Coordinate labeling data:
::::::
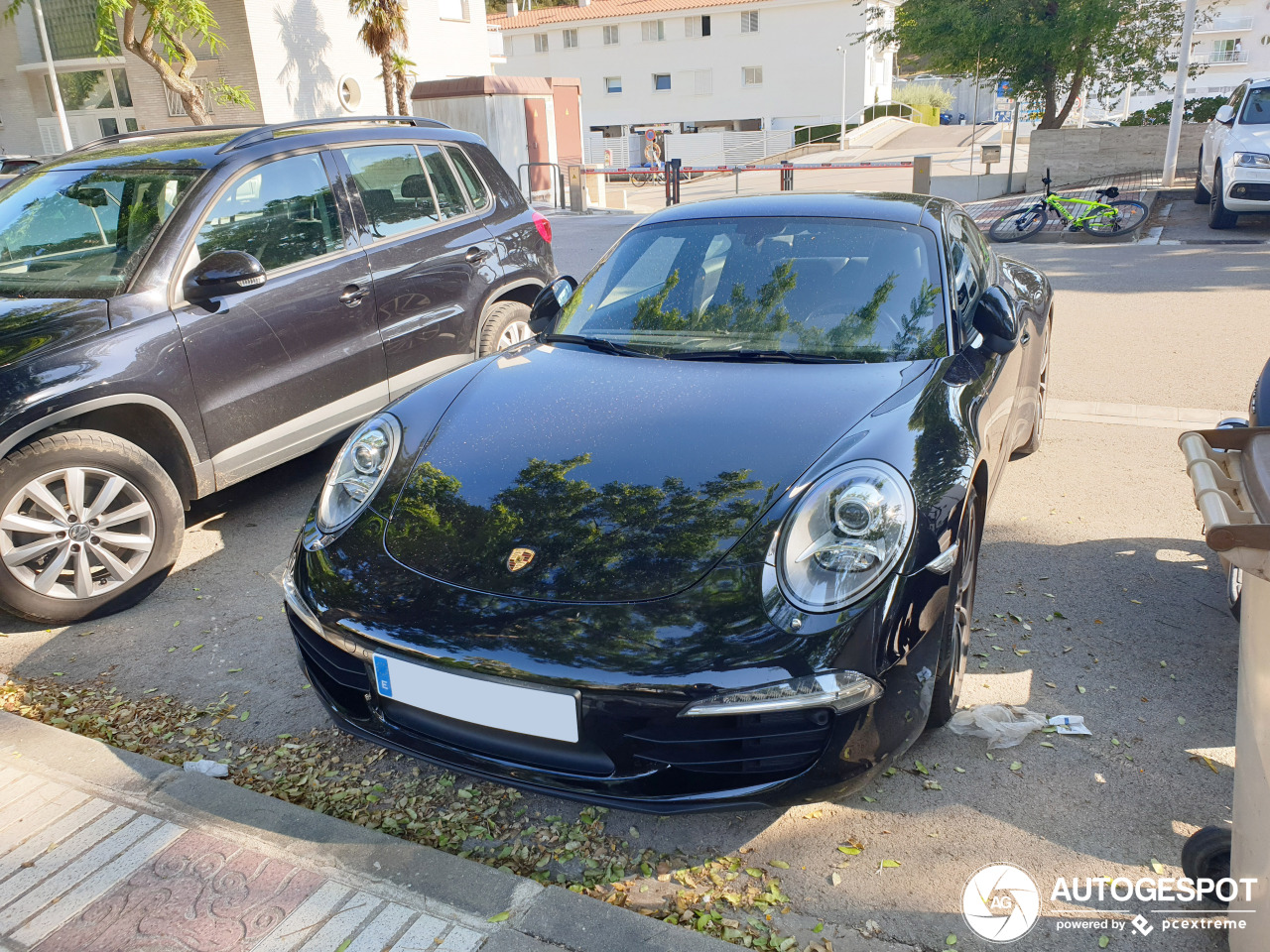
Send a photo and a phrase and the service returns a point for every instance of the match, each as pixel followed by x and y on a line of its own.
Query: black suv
pixel 182 309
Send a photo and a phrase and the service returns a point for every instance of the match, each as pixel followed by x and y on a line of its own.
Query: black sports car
pixel 710 537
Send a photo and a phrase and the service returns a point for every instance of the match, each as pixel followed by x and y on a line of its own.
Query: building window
pixel 695 27
pixel 453 9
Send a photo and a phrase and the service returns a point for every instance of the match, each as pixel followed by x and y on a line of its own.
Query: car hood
pixel 613 479
pixel 31 324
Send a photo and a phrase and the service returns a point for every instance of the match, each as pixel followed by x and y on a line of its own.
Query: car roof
pixel 207 146
pixel 880 206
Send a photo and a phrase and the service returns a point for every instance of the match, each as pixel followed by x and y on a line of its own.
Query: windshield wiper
pixel 601 344
pixel 758 356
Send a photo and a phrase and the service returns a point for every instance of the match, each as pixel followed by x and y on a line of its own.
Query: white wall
pixel 794 46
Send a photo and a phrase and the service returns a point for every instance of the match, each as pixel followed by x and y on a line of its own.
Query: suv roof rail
pixel 266 132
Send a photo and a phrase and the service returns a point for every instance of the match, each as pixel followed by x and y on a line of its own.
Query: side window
pixel 394 188
pixel 470 179
pixel 966 271
pixel 281 213
pixel 449 195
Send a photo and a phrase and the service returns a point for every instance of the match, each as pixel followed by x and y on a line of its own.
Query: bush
pixel 924 94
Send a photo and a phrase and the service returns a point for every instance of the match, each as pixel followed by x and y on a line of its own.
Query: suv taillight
pixel 544 227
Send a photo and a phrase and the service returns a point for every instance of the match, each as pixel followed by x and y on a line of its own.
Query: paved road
pixel 1097 526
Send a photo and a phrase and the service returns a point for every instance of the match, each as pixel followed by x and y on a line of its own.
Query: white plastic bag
pixel 1003 725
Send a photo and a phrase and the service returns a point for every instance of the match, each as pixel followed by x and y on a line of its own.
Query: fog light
pixel 841 690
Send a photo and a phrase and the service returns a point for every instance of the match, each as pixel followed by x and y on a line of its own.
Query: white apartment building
pixel 702 64
pixel 1232 46
pixel 296 60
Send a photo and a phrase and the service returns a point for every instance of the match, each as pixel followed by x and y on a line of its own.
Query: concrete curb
pixel 543 918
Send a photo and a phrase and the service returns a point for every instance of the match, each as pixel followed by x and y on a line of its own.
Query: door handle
pixel 353 295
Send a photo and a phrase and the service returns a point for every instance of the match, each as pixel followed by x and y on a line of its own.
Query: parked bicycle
pixel 1112 217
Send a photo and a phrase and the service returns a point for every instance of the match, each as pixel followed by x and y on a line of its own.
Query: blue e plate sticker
pixel 381 675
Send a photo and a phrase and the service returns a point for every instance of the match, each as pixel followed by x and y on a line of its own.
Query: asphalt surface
pixel 1097 527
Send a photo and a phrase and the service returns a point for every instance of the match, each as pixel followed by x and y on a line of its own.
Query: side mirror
pixel 550 301
pixel 994 318
pixel 222 273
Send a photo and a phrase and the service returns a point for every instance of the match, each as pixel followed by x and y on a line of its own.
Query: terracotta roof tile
pixel 606 9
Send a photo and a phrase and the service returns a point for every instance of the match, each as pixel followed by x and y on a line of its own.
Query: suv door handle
pixel 353 295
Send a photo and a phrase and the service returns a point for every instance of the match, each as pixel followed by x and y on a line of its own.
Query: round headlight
pixel 842 538
pixel 358 471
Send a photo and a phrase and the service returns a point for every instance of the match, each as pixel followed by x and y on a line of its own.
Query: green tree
pixel 172 32
pixel 1051 51
pixel 382 32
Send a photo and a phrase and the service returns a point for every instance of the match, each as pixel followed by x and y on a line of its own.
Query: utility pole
pixel 39 13
pixel 842 128
pixel 1175 119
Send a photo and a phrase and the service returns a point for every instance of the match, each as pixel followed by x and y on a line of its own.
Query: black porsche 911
pixel 710 537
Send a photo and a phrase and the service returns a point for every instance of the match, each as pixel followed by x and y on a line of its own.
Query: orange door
pixel 536 140
pixel 568 127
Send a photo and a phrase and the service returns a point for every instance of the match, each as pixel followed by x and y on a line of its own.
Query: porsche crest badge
pixel 520 558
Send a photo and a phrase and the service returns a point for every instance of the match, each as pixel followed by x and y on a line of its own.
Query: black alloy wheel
pixel 959 616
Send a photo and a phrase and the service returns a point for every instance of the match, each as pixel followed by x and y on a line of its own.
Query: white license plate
pixel 539 714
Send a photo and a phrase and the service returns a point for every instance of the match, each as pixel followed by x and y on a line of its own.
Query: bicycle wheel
pixel 1124 217
pixel 1019 225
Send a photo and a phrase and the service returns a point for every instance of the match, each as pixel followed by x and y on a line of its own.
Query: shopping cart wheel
pixel 1206 855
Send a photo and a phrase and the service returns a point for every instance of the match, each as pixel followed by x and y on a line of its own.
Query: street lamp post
pixel 842 128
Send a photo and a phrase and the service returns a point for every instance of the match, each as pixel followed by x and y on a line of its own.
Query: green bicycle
pixel 1112 217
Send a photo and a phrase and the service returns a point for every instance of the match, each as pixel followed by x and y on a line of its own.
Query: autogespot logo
pixel 1001 902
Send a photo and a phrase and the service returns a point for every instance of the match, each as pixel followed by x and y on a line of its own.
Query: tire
pixel 1202 194
pixel 506 325
pixel 1219 217
pixel 1206 853
pixel 959 615
pixel 1128 217
pixel 1019 225
pixel 96 575
pixel 1033 443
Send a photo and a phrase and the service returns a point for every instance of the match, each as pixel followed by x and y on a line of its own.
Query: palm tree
pixel 382 30
pixel 400 66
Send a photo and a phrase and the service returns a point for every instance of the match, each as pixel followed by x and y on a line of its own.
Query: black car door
pixel 282 367
pixel 431 257
pixel 969 272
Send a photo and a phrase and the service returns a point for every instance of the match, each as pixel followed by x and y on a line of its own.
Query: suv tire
pixel 506 324
pixel 96 506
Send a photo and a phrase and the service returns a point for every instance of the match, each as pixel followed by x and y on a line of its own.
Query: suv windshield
pixel 84 232
pixel 1256 107
pixel 844 289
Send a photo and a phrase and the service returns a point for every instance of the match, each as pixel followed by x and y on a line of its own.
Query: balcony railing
pixel 1220 56
pixel 1223 24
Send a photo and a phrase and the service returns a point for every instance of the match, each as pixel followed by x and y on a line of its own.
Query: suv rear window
pixel 82 232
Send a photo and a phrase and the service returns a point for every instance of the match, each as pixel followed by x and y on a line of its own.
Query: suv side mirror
pixel 994 318
pixel 222 273
pixel 550 301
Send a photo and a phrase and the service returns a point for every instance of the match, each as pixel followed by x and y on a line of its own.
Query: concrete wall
pixel 1080 155
pixel 794 46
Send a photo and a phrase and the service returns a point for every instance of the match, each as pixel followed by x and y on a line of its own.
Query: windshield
pixel 844 289
pixel 1256 107
pixel 81 234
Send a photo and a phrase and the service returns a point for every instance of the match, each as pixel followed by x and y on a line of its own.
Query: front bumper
pixel 635 751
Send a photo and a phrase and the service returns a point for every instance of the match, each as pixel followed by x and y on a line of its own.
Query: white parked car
pixel 1234 159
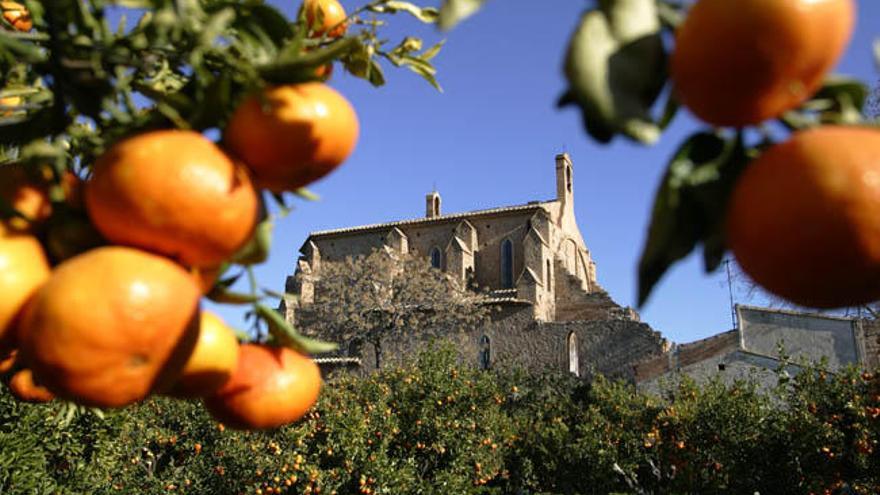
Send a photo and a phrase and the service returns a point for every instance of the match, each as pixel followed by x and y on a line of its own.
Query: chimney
pixel 432 204
pixel 564 189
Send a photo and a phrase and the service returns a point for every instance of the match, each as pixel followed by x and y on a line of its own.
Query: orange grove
pixel 110 326
pixel 804 218
pixel 738 63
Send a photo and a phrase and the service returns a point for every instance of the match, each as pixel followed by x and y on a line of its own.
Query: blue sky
pixel 489 140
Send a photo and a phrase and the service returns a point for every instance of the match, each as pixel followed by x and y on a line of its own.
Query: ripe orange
pixel 17 15
pixel 331 15
pixel 8 360
pixel 212 362
pixel 804 218
pixel 175 193
pixel 24 387
pixel 110 326
pixel 25 195
pixel 9 101
pixel 23 269
pixel 293 135
pixel 741 62
pixel 270 387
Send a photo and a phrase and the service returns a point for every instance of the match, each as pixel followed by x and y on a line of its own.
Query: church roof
pixel 424 220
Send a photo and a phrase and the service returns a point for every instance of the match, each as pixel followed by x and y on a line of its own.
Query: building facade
pixel 534 263
pixel 755 348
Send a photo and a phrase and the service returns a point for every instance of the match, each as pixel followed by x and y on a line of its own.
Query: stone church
pixel 551 311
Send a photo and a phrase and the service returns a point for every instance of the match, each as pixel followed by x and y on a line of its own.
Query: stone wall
pixel 609 347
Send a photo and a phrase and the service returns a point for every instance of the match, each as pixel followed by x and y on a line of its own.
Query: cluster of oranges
pixel 804 218
pixel 119 318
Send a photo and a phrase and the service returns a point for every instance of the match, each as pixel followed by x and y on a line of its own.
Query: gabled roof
pixel 459 243
pixel 535 205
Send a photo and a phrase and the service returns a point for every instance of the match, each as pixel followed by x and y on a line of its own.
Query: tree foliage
pixel 387 295
pixel 432 425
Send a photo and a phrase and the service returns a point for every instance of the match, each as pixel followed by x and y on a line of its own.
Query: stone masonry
pixel 552 313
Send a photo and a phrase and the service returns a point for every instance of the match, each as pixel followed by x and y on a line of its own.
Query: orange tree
pixel 118 213
pixel 757 73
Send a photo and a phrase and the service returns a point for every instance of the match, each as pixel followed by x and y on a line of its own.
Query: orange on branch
pixel 738 63
pixel 212 362
pixel 17 16
pixel 331 15
pixel 293 135
pixel 175 193
pixel 110 326
pixel 26 195
pixel 23 269
pixel 804 218
pixel 271 386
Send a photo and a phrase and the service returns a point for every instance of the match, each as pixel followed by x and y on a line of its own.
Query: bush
pixel 435 426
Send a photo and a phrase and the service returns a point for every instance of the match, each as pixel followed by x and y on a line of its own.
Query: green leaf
pixel 846 98
pixel 257 249
pixel 616 67
pixel 286 335
pixel 877 52
pixel 306 194
pixel 428 15
pixel 454 11
pixel 689 207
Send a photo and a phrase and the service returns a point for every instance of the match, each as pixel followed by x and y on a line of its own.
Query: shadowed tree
pixel 385 295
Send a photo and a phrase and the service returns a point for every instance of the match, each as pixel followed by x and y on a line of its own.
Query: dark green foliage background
pixel 434 426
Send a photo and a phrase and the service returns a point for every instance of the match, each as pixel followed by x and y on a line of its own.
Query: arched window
pixel 436 258
pixel 484 356
pixel 573 365
pixel 507 264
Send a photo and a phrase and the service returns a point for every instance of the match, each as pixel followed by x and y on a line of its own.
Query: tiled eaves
pixel 442 218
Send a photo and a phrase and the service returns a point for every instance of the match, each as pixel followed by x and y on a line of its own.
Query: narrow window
pixel 507 264
pixel 573 365
pixel 435 258
pixel 547 277
pixel 484 355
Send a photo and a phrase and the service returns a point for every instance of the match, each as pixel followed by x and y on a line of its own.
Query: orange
pixel 738 63
pixel 8 360
pixel 174 193
pixel 24 387
pixel 17 15
pixel 331 16
pixel 9 101
pixel 23 269
pixel 271 386
pixel 293 135
pixel 804 218
pixel 110 326
pixel 212 362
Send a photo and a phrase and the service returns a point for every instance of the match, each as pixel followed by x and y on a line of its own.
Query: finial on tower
pixel 432 204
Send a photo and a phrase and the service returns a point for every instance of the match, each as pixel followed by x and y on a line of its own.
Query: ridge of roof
pixel 415 221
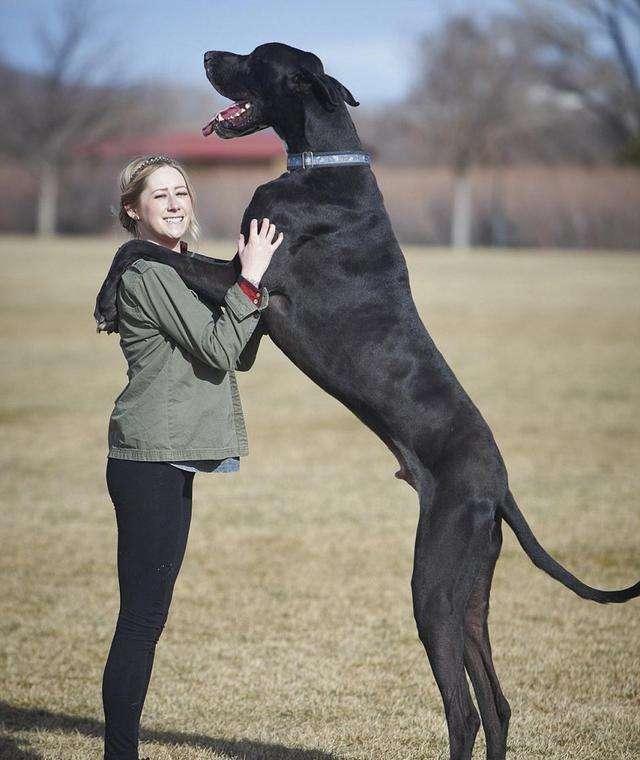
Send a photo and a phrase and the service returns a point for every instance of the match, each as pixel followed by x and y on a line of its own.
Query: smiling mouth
pixel 235 118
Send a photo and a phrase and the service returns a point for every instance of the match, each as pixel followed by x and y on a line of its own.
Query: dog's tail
pixel 540 558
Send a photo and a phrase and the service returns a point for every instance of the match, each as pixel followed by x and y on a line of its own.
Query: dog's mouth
pixel 239 119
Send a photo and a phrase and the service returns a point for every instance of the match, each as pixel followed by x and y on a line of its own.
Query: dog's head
pixel 271 87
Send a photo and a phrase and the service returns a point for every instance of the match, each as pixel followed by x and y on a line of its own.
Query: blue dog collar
pixel 308 159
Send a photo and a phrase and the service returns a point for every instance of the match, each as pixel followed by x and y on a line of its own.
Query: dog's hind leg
pixel 494 708
pixel 452 544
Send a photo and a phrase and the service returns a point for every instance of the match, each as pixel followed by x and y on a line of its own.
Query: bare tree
pixel 466 100
pixel 71 99
pixel 589 49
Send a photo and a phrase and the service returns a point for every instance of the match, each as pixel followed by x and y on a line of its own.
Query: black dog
pixel 342 311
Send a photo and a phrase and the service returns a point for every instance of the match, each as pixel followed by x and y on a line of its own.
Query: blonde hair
pixel 132 181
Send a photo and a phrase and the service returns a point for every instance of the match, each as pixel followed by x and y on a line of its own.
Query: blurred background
pixel 509 131
pixel 492 122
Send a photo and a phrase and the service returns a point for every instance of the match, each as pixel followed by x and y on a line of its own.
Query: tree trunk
pixel 462 211
pixel 47 200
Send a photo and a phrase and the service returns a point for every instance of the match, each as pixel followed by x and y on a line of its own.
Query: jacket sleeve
pixel 166 302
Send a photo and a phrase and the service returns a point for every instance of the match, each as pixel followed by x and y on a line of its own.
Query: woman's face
pixel 164 207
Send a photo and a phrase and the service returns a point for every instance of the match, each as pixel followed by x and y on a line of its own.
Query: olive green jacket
pixel 182 400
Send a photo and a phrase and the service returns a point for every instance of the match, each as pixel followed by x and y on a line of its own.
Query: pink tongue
pixel 230 112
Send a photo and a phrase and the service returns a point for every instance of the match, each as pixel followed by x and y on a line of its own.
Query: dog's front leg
pixel 209 278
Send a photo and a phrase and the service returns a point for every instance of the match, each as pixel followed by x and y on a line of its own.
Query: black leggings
pixel 152 502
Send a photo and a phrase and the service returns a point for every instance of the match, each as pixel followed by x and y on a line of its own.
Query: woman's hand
pixel 256 255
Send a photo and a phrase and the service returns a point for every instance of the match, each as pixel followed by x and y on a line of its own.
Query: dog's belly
pixel 387 371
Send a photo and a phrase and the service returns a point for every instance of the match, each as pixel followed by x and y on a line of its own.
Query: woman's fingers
pixel 264 229
pixel 271 233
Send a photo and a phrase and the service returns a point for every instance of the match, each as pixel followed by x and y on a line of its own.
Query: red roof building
pixel 191 148
pixel 224 173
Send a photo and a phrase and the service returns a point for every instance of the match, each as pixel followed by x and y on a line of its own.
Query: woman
pixel 179 413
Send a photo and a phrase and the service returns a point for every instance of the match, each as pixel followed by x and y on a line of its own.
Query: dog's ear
pixel 327 90
pixel 345 94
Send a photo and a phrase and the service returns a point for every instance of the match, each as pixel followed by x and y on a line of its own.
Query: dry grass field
pixel 291 634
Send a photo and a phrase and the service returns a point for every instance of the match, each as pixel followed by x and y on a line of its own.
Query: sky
pixel 370 47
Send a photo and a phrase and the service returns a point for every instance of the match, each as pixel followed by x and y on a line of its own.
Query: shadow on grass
pixel 26 719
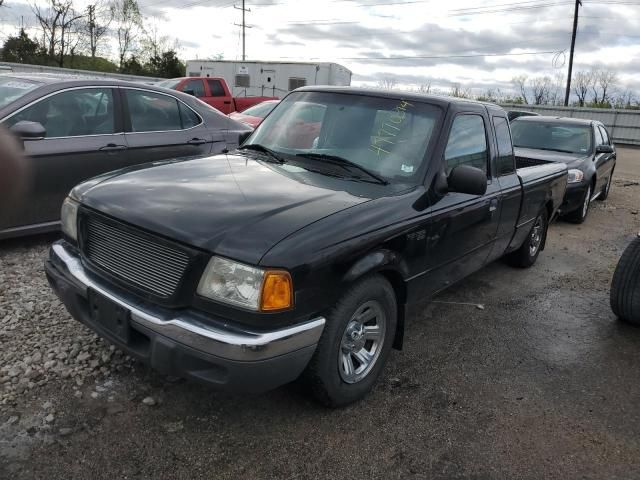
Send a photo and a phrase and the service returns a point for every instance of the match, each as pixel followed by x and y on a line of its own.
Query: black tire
pixel 625 286
pixel 580 215
pixel 528 252
pixel 607 188
pixel 323 376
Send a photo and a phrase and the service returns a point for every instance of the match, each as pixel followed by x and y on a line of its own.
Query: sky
pixel 479 45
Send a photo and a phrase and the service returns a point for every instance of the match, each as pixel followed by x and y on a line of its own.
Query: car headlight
pixel 245 286
pixel 69 218
pixel 575 176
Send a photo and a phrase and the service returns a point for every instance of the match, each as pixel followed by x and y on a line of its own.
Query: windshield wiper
pixel 345 163
pixel 256 147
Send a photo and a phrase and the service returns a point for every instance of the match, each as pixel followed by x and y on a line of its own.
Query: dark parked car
pixel 513 114
pixel 75 129
pixel 583 145
pixel 288 258
pixel 625 286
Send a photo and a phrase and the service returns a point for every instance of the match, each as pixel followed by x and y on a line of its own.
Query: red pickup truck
pixel 213 91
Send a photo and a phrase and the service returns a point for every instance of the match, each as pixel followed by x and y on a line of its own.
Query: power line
pixel 573 44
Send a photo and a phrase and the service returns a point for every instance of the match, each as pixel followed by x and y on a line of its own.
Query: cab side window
pixel 599 139
pixel 505 163
pixel 194 87
pixel 605 136
pixel 74 113
pixel 467 144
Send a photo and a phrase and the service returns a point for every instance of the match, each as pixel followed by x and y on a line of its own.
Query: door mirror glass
pixel 604 149
pixel 467 179
pixel 243 136
pixel 26 130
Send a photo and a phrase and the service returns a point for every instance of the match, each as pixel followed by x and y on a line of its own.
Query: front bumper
pixel 187 343
pixel 573 197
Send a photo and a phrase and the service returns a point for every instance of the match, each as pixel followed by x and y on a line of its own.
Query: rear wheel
pixel 355 344
pixel 528 252
pixel 625 286
pixel 580 215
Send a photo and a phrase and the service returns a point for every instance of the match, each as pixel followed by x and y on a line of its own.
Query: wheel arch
pixel 394 269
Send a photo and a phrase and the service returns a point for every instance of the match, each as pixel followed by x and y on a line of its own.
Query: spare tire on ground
pixel 625 287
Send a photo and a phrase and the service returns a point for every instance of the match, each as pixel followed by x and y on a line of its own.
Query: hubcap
pixel 587 199
pixel 536 237
pixel 362 342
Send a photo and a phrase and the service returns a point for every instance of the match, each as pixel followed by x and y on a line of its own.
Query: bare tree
pixel 387 83
pixel 458 91
pixel 582 82
pixel 520 82
pixel 153 44
pixel 59 24
pixel 126 14
pixel 541 89
pixel 604 82
pixel 96 26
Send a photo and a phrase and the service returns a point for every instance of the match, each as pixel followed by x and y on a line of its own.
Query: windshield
pixel 388 137
pixel 13 88
pixel 170 84
pixel 554 136
pixel 261 110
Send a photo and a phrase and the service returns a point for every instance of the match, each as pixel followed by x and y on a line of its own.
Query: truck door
pixel 464 227
pixel 510 188
pixel 268 82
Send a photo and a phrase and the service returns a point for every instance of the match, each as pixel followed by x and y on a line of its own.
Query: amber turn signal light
pixel 277 291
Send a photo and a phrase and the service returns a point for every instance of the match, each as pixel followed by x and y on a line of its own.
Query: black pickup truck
pixel 298 254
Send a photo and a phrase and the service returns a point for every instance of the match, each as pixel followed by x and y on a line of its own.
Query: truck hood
pixel 231 205
pixel 570 159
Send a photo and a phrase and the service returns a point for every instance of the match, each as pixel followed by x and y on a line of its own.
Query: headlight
pixel 69 218
pixel 245 286
pixel 575 176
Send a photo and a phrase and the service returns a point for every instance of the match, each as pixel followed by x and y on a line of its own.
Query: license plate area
pixel 109 315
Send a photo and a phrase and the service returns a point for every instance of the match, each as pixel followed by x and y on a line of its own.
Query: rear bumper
pixel 187 343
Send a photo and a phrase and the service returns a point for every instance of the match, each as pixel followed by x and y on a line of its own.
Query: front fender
pixel 376 261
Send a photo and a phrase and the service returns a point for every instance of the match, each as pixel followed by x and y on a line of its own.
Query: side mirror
pixel 466 179
pixel 243 136
pixel 29 130
pixel 604 149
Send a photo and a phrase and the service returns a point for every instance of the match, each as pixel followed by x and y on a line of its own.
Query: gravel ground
pixel 542 382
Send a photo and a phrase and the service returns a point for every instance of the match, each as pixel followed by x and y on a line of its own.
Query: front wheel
pixel 355 343
pixel 528 252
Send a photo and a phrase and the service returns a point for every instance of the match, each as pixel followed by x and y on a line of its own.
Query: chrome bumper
pixel 188 329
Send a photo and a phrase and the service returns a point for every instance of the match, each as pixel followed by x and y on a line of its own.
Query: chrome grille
pixel 134 258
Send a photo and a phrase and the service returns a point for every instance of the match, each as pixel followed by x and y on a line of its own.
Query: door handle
pixel 112 147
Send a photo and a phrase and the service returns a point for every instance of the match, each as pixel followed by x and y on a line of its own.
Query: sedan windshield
pixel 554 136
pixel 170 84
pixel 12 88
pixel 377 139
pixel 260 110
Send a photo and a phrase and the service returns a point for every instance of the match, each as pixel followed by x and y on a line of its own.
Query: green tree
pixel 21 49
pixel 133 67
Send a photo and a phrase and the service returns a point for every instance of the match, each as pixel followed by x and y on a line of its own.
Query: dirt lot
pixel 541 383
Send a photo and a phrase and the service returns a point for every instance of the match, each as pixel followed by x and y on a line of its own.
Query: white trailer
pixel 257 78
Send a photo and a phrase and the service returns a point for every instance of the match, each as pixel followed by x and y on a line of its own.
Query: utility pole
::::::
Pull out every line of the data above that contains the word "mouth", and copy each one in the order it appears.

[Final result]:
Query: smiling mouth
Query: dog's mouth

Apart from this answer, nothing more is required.